Write out again, exactly, the lines below starting at the one with "x=204, y=494" and ending at the one with "x=203, y=708".

*** Supplied records Section Begins ***

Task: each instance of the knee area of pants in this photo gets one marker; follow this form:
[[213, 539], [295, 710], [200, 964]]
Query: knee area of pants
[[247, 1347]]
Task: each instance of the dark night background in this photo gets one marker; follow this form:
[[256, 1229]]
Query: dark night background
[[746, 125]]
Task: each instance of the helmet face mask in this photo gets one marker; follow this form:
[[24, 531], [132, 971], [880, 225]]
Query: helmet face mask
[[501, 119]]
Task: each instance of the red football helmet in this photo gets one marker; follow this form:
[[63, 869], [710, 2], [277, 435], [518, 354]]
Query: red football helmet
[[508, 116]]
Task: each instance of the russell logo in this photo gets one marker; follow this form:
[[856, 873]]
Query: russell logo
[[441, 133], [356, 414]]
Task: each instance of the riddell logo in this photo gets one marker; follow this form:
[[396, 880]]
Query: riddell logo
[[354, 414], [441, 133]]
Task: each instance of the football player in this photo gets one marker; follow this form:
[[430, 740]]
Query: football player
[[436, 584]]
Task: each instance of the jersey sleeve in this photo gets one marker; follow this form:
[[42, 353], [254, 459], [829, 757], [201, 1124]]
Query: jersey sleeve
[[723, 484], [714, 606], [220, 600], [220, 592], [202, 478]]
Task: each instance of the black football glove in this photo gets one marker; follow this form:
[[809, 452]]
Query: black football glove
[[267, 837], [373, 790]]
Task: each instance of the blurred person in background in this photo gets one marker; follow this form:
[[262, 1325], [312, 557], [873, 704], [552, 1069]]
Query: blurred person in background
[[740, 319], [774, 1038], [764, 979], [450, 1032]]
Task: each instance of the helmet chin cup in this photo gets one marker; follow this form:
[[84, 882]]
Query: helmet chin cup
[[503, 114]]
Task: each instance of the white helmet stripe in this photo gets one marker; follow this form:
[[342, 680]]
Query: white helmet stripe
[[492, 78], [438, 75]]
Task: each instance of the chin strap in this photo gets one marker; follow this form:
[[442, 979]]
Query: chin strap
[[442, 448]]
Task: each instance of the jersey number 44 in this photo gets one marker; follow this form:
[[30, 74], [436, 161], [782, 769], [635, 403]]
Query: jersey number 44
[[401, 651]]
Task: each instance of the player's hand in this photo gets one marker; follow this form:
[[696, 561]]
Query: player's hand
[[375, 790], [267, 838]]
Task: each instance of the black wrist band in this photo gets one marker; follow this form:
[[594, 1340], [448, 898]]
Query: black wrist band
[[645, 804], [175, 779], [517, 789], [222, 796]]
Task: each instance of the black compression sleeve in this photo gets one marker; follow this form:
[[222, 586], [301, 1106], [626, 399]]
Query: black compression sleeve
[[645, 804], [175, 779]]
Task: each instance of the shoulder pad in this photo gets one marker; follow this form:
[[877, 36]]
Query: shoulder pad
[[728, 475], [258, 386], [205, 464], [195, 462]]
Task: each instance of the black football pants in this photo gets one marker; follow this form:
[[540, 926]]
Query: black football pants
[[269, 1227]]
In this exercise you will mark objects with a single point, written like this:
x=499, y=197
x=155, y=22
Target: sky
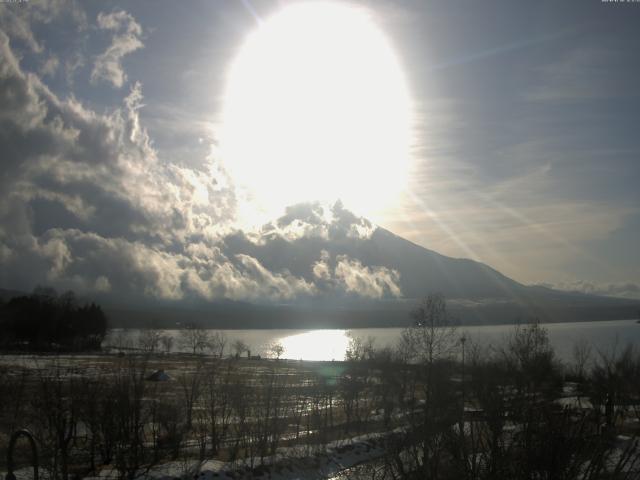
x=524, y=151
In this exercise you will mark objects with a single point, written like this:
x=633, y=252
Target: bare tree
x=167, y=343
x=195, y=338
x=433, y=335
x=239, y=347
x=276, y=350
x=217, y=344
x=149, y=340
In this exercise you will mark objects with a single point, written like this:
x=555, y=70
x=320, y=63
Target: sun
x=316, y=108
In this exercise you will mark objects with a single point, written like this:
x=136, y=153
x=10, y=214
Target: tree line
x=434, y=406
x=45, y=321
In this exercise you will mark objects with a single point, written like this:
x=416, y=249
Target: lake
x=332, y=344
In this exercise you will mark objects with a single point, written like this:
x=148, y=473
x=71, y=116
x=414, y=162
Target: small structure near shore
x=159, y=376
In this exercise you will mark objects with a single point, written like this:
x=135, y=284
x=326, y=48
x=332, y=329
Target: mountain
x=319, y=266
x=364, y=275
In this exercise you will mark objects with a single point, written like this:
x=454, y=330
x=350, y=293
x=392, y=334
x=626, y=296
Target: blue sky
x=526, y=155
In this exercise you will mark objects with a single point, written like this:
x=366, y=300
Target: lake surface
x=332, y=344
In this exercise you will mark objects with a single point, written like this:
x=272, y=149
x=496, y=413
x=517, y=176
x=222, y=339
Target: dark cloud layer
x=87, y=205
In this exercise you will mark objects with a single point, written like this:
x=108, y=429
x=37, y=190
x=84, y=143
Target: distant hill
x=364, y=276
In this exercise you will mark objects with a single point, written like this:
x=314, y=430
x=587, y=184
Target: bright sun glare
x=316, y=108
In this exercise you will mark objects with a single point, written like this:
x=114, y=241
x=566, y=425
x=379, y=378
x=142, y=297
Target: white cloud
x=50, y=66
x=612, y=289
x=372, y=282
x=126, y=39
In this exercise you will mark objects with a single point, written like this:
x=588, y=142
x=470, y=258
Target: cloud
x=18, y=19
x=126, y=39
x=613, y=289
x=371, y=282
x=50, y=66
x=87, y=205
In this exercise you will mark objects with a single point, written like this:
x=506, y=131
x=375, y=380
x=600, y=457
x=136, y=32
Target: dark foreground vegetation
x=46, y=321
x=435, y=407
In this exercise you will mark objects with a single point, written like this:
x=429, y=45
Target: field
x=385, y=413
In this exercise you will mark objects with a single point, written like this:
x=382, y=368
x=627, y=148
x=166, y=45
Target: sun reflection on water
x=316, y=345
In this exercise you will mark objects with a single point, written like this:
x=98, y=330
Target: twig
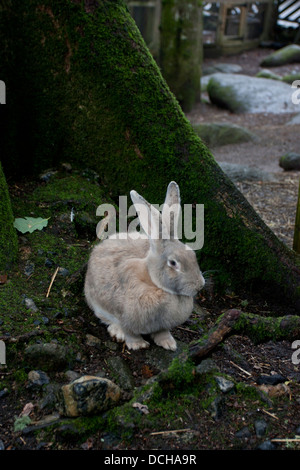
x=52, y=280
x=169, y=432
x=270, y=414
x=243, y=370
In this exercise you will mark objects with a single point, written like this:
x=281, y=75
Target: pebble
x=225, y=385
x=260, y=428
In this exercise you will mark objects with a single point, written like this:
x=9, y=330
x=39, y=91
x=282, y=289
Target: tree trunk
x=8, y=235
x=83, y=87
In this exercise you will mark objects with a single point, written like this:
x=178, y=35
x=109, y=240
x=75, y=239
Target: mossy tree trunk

*** Supplied records Section Ends ***
*** Supplied records Section Begins ***

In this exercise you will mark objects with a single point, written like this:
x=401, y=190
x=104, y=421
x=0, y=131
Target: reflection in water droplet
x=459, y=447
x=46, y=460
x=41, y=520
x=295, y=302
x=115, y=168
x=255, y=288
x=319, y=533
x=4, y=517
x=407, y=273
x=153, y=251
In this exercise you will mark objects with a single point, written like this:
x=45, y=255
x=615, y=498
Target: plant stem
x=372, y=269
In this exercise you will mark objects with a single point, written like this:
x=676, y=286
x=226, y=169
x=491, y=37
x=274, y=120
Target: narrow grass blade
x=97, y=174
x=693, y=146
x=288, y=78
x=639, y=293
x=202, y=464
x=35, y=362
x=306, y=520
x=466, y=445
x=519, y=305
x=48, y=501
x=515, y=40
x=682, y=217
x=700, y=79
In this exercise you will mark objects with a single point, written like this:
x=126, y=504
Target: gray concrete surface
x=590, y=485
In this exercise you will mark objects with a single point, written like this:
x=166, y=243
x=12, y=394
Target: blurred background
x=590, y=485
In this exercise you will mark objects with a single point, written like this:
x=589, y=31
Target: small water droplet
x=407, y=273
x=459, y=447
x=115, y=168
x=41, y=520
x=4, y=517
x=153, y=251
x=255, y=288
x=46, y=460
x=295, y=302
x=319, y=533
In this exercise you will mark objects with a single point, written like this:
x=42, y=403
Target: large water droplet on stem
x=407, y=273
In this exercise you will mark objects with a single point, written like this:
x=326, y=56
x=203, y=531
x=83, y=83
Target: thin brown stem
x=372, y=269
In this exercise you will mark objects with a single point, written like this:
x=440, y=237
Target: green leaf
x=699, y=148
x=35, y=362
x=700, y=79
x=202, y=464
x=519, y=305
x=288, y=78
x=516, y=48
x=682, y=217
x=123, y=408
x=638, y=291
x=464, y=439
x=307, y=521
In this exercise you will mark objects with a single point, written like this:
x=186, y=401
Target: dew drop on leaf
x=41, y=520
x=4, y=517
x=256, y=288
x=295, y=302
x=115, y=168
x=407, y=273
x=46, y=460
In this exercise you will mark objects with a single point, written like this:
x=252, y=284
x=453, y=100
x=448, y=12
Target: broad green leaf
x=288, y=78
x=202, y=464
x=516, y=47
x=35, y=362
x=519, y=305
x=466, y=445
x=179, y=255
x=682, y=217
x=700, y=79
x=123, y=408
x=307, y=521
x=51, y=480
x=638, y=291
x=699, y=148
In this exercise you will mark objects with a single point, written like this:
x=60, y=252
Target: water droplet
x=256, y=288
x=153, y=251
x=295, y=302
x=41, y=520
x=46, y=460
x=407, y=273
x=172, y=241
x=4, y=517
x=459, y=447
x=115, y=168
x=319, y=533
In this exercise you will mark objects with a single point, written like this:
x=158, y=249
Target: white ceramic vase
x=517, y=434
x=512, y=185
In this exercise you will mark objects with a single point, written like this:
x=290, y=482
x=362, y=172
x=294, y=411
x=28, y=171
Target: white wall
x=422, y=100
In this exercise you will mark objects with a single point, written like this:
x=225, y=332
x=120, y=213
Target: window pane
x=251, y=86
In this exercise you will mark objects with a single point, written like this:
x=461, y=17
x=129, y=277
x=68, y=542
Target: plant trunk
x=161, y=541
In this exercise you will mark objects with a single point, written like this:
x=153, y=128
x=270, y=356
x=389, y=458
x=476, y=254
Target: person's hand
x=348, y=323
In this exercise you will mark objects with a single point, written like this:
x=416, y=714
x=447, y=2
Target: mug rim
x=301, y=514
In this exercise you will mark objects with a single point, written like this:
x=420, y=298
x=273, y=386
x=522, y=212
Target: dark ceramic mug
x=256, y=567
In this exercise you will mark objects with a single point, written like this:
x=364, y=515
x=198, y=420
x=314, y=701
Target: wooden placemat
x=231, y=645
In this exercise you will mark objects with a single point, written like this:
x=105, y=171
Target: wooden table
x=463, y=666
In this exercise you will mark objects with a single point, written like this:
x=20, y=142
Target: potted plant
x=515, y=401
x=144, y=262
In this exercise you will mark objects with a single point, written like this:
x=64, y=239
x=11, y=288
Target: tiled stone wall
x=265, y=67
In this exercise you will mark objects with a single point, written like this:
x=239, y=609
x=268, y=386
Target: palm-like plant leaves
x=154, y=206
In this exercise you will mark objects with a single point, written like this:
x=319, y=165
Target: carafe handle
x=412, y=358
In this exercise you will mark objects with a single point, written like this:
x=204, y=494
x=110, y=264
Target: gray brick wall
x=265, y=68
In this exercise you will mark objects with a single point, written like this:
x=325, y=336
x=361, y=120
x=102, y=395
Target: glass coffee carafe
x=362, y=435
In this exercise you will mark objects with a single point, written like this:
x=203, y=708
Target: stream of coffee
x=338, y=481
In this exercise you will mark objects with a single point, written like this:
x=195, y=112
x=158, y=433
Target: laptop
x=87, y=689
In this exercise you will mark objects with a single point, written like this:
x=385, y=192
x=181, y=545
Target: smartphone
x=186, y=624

*** Supplied records Section Ends ***

§ **Task result**
x=204, y=494
x=110, y=264
Target: gray brick wall
x=265, y=68
In this exercise you will mark objects with a single point, written like this:
x=325, y=336
x=361, y=120
x=102, y=395
Target: glass coffee carafe
x=362, y=435
In this exercise you will mark objects with a single point, written like this:
x=203, y=708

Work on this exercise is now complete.